►

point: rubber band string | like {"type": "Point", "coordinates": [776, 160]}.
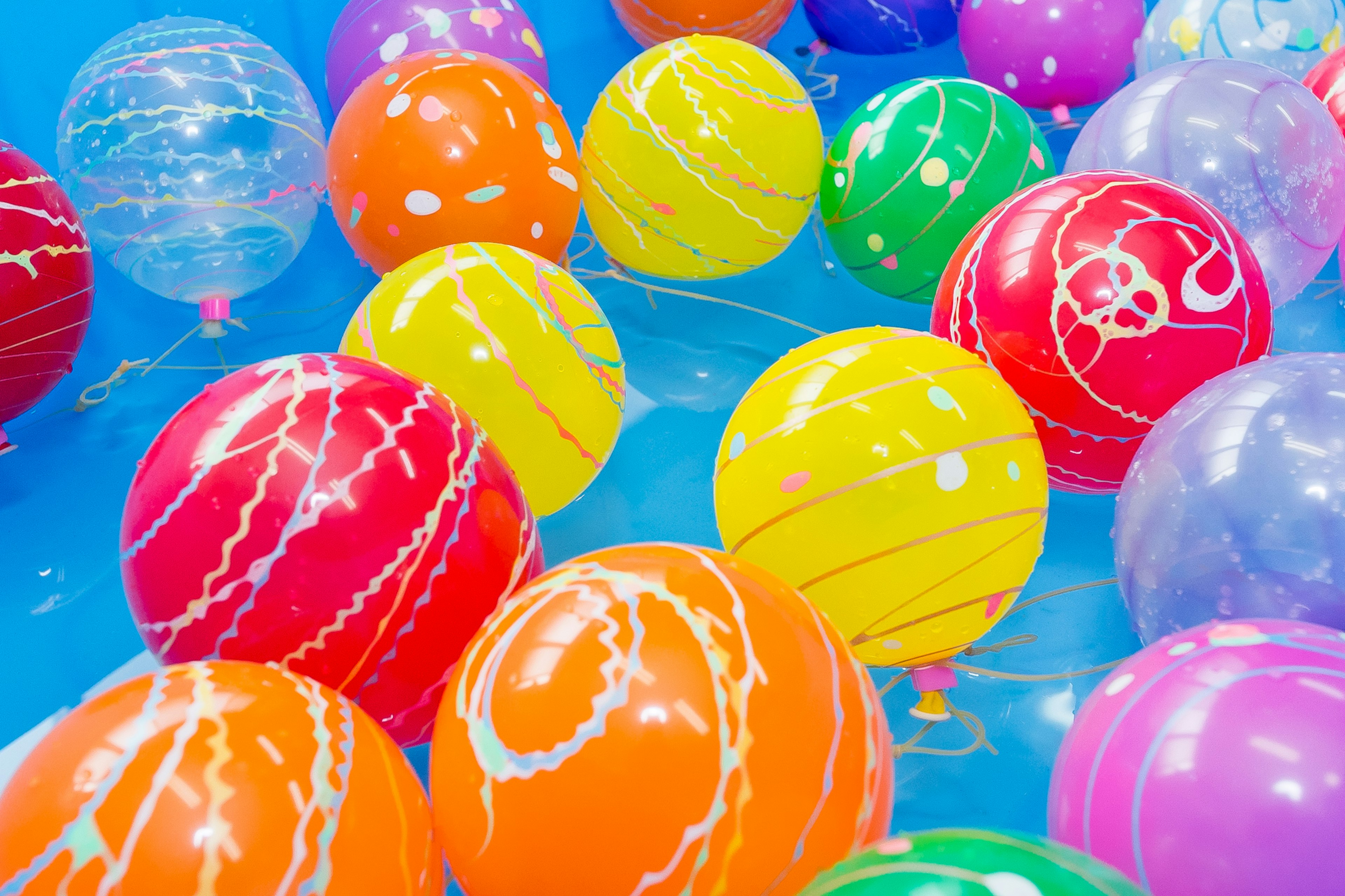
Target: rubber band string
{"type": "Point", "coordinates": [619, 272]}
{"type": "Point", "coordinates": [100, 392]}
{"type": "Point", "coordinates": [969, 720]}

◄
►

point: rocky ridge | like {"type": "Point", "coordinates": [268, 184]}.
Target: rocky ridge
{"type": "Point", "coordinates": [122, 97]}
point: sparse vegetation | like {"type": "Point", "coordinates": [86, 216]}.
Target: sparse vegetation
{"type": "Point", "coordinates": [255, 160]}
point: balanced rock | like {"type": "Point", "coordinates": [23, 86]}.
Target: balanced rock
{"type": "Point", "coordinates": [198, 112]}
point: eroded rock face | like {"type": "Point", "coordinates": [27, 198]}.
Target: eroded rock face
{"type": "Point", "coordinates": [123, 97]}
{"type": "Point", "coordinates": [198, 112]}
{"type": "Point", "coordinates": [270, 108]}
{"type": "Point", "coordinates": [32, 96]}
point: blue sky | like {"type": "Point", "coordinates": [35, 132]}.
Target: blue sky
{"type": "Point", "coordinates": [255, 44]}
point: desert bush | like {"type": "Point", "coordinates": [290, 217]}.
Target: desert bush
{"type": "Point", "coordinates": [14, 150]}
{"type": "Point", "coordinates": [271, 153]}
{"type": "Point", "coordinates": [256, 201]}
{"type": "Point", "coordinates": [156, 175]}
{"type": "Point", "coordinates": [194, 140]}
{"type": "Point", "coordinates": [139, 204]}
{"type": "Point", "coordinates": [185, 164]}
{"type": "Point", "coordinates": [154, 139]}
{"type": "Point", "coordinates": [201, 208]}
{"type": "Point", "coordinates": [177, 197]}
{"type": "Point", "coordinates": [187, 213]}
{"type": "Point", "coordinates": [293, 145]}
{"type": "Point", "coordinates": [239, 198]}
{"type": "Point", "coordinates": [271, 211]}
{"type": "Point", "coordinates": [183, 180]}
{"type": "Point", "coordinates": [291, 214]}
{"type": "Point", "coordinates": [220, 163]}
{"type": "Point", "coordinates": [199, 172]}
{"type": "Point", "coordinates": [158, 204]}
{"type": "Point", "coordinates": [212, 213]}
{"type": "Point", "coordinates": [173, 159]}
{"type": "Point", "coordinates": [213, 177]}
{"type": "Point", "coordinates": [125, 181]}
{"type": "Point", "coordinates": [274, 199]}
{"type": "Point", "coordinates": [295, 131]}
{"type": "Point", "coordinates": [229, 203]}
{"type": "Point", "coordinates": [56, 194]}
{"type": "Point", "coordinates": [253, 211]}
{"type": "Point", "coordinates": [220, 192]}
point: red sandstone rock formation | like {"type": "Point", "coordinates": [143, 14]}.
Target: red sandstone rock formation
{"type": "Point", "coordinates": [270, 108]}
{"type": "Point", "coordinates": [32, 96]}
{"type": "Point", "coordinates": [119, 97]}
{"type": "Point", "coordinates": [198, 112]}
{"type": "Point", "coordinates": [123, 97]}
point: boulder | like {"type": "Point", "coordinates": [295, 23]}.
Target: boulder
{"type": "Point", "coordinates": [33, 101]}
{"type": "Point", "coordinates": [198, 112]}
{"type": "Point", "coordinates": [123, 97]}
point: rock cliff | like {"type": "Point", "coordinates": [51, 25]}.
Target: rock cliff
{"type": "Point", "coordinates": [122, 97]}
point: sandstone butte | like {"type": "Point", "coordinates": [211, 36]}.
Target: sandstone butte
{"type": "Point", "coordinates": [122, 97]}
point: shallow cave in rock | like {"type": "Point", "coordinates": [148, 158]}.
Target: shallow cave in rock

◄

Show each line of the material above that contains the string "boulder". Matches must have the same capitalization.

point: boulder | like {"type": "Point", "coordinates": [295, 23]}.
Target: boulder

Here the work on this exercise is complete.